• **Assignment**
The answer should be an exact repeat of the stretch of material below from the line containing "Target: white foam trail" through the line containing "Target: water reflection".

• **Recorded data**
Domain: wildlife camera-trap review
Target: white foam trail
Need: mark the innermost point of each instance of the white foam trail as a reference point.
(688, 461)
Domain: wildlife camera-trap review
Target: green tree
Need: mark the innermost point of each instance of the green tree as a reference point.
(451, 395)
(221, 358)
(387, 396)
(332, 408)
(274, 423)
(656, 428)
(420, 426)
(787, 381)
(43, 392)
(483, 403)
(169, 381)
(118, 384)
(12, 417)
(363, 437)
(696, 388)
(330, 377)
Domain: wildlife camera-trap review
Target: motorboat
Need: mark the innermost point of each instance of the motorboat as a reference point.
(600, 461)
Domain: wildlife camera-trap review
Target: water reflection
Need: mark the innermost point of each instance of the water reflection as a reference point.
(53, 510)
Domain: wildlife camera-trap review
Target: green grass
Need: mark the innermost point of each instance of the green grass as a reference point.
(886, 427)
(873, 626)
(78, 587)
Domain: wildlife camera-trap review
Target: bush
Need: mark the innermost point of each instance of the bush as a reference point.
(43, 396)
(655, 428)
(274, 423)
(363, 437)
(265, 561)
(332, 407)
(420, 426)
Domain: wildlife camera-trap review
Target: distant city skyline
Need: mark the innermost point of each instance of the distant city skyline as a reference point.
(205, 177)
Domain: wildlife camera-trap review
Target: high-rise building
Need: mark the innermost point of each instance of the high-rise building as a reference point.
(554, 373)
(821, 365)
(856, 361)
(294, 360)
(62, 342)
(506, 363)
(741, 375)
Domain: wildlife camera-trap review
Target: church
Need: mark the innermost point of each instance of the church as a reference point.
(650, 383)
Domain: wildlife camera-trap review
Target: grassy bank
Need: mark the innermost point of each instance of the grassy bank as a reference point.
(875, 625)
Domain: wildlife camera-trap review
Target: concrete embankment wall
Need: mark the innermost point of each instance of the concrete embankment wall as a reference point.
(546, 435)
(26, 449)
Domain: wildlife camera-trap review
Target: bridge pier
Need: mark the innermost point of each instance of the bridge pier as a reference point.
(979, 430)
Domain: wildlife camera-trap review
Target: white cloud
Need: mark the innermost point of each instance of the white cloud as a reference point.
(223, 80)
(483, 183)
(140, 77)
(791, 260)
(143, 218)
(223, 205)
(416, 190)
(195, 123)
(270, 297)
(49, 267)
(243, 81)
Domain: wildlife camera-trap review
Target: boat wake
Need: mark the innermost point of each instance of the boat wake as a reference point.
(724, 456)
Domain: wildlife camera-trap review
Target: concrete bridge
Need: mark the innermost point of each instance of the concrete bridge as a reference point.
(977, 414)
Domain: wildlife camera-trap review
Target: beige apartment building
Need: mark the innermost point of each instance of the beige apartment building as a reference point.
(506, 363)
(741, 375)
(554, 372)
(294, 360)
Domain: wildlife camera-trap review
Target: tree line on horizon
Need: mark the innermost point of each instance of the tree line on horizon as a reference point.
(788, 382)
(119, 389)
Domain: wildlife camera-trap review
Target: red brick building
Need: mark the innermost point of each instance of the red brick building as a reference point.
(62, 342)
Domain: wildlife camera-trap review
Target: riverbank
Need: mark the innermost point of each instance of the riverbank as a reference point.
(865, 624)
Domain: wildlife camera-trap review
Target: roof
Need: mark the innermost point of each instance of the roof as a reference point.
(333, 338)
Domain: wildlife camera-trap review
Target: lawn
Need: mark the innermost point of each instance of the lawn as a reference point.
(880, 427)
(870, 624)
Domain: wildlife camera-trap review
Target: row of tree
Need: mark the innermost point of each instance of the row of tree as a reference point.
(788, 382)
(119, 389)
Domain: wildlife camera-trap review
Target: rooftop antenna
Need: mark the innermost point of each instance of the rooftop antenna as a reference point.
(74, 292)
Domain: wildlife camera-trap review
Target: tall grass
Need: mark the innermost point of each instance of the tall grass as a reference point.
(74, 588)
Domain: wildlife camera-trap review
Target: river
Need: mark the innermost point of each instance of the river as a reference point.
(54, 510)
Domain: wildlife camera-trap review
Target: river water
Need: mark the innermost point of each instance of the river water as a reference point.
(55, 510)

• **Written solution**
Target: white foam trail
Need: mark the innermost point of each instance of the white foam trail as a reference point.
(688, 461)
Domain: wildlife camera-trap review
Target: green tree
Need: mark the innermost point of each instance of the green tree as a reference point.
(451, 395)
(221, 358)
(387, 396)
(332, 408)
(274, 423)
(656, 428)
(420, 426)
(787, 381)
(43, 392)
(483, 403)
(169, 381)
(118, 384)
(12, 417)
(363, 437)
(696, 388)
(330, 377)
Domain: wildlife camera-trap review
Target: motorboat
Need: mark the innermost point of each instance of the motorboat as a reference point.
(600, 461)
Domain: wildlife camera-trap review
Target: water reflection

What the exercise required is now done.